───── Selected excerpt ─────

Tutorial

We’ll show here how to explain molecular property prediction tasks without access to the gradients or any properties of a molecule. To set-up this activity, we need a black box model. We’ll use something simple here – the model is classifier that says if a molecule has an alcohol (1) or not (0). Let’s implement this model first

from rdkit import Chem
from rdkit.Chem.Draw import IPythonConsole

# set-up rdkit drawing preferences
IPythonConsole.ipython_useSVG = True
IPythonConsole.drawOptions.drawMolsSameScale = False


def model(smiles):
    mol = Chem.MolFromSmiles(smiles)
    match = mol.GetSubstructMatches(Chem.MolFromSmarts("[O;!H0]"))
    return 1 if match else 0

Let’s now try it out on some molecules

smi = "CCCCCCO"
print("f(s)", model(smi))
Chem.MolFromSmiles(smi)
f(s) 1
smi = "OCCCCCCO"
print("f(s)", model(smi))
Chem.MolFromSmiles(smi)
f(s) 1
smi = "c1ccccc1"
print("f(s)", model(smi))
Chem.MolFromSmiles(smi)
f(s) 0

Counterfacutal explanations

Let’s now explain the model - pretending we don’t know how it works - using counterfactuals

import exmol

instance = "CCCCCCO"
space = exmol.sample_space(instance, model, batched=False)
cfs = exmol.cf_explain(space, 1)
exmol.plot_cf(cfs)

We can see that removing the alcohol is the smallest change to affect the prediction of this molecule. Let’s see the space and look at where these counterfactuals are.

exmol.plot_space(space, cfs)

Explain using substructures

Now we’ll try to explain our model using substructures.

exmol.lime_explain(space)

───── Information supplied ─────

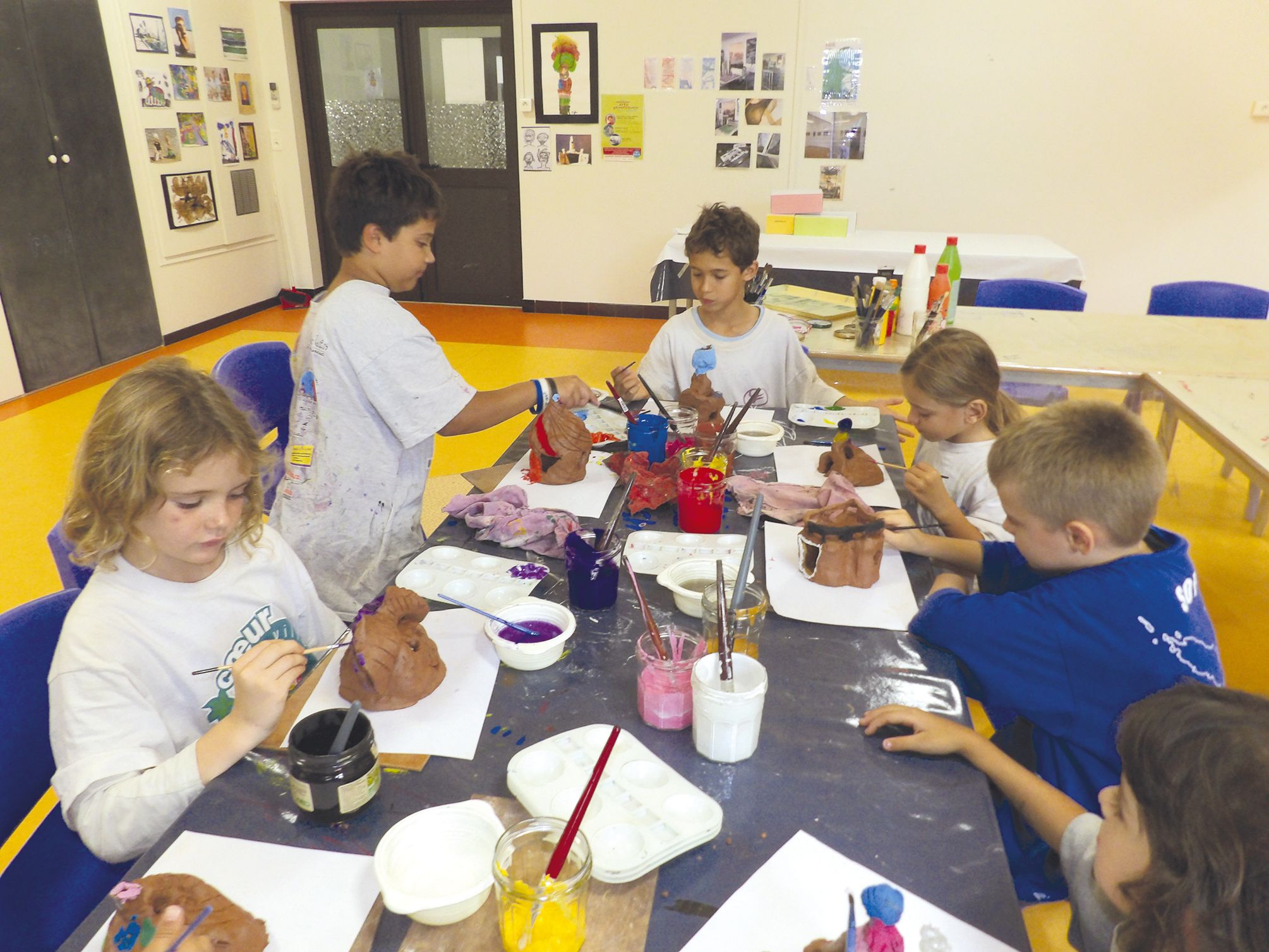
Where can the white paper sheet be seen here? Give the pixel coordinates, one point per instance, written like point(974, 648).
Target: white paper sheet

─────

_Check your understanding:_
a) List every exmol function that the molecular prediction tutorial calls.
b) Answer these questions from the molecular prediction tutorial.
(i) What does the model return for a molecule that has an alcohol?
(ii) What value is printed for the SMILES string "c1ccccc1"?
(iii) What is the smallest change that affects the prediction for "CCCCCCO"?
c) Continue the tutorial on explaining molecular property predictions from its final line.

_Task answers:_
a) sample_space, cf_explain, plot_cf, plot_space, lime_explain

b)
(i) 1
(ii) 0
(iii) Removing the alcohol.

c)
exmol.plot_descriptors(space)

This seems like a pretty clear explanation. Let’s take a look at using substructures that are present in the molecule

import skunk

exmol.lime_explain(space, descriptor_type="ECFP")
svg = exmol.plot_descriptors(space, return_svg=True)
skunk.display(svg)
svg = exmol.plot_utils.similarity_map_using_tstats(space[0], return_svg=True)
skunk.display(svg)

We can see that most of the model is explained from the presence of the alcohol group - as expected.

Text

We can prepare a natural language summary of these results using exmol:

exmol.lime_explain(space, descriptor_type="ECFP")
e = exmol.text_explain(space)
for ei in e:
    print(ei[0], end="")

To prepare the natural language summary, we need to convert to a prompt that a model like GPT-3 can parse. Insert the output below into a language model to get a summary.

Or you can pass it directly, by installing the langchain package and setting-up an openai key

print(exmol.text_explain_generate(e, property_name="active"))